"""

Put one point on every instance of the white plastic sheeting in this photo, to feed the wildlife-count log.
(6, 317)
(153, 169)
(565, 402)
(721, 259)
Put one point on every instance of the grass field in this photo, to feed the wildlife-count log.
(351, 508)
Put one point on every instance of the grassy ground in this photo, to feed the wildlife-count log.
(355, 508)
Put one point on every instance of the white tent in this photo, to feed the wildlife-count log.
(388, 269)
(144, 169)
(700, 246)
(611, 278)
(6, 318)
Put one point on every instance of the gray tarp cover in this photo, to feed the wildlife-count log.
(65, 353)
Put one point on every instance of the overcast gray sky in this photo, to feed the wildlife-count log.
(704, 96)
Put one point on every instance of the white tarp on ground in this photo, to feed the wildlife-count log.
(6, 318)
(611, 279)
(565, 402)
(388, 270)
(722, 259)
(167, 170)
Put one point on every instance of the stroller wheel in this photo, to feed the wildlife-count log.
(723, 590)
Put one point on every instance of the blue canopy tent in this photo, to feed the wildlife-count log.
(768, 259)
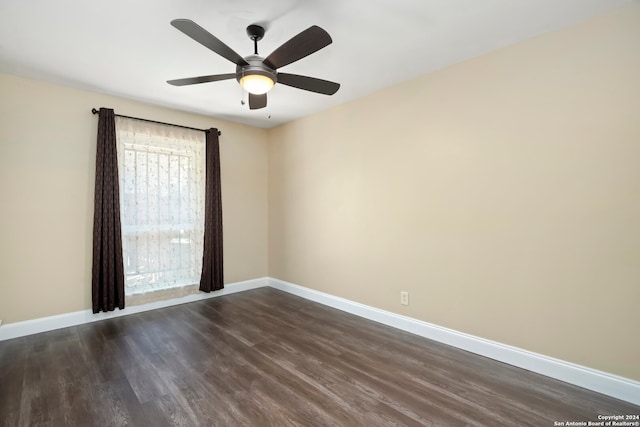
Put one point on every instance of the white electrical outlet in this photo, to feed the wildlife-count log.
(404, 298)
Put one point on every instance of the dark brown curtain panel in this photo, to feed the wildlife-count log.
(107, 284)
(212, 277)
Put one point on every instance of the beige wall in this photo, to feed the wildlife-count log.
(503, 193)
(47, 164)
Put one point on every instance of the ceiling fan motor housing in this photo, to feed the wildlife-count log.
(255, 67)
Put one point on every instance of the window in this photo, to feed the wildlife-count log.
(162, 188)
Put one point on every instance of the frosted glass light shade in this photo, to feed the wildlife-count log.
(256, 84)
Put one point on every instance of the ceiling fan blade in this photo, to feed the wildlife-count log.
(307, 42)
(257, 101)
(201, 79)
(207, 39)
(308, 83)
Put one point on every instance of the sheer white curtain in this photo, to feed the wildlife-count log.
(162, 189)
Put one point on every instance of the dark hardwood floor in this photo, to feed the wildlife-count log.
(264, 357)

"""

## Problem
Repeat all of the data above, swapping "wildlife-count log" for "inventory sheet" everywhere it appears and keeping everything else the same. Leave the pictures out.

## Finished answer
Put one point on every instance of the white plastic sheeting in this photo, to feed the inventory sheet.
(6, 317)
(153, 169)
(565, 402)
(721, 259)
Put one point on every instance of the grass field in this photo, to feed the inventory sheet.
(351, 508)
Put one point on every instance of the grassy ground in this photo, to feed the inventory sheet.
(355, 508)
Put one point on every instance of the white tent in this photo, to feed the inventory sheet.
(388, 269)
(144, 169)
(700, 246)
(611, 278)
(6, 318)
Put one point on every instance of the gray tarp cover in this photo, to feed the inventory sheet.
(65, 353)
Put one point on every instance of the overcast gray sky in this photo, to feed the inventory sheet.
(704, 96)
Put one point on every instance of the white tarp on ground in this photo, to feed the inventory sheet.
(6, 318)
(611, 279)
(565, 402)
(388, 270)
(722, 259)
(167, 170)
Put one point on every instance of the stroller wheel in this photo, to feed the inventory sheet.
(723, 590)
Put one point on every instance of the blue canopy tent in this photo, to feed the inventory sheet.
(768, 259)
Put one point on every instance of the white electrical outlet in this photo, to feed the inventory sheet.
(404, 298)
Put one point on every instance of the dark brown curtain panel in this photo, to feed the inventory sheet.
(107, 284)
(212, 277)
Put one point on every instance of the beige wall in this photo, to feed the inventory sheet.
(503, 193)
(47, 164)
Put one point on every instance of the ceiling fan motor housing in this photo, to feed the inventory sheet.
(255, 67)
Put one point on every instance of the window in this photo, to feed the inventory sheet.
(162, 188)
Put one point on every instance of the frosted glass light shade in this photo, to feed the inventory sheet.
(256, 84)
Put one point on every instance of the ceiling fan blade in this photo, to feed the inventory sheet.
(307, 42)
(257, 101)
(201, 79)
(207, 39)
(308, 83)
Put one point on every instance of the sheer white curtain in this photo, to feed the inventory sheet.
(162, 189)
Put one point on every instance of the dark hardwood floor in this photo, to feed the inventory sheet.
(264, 357)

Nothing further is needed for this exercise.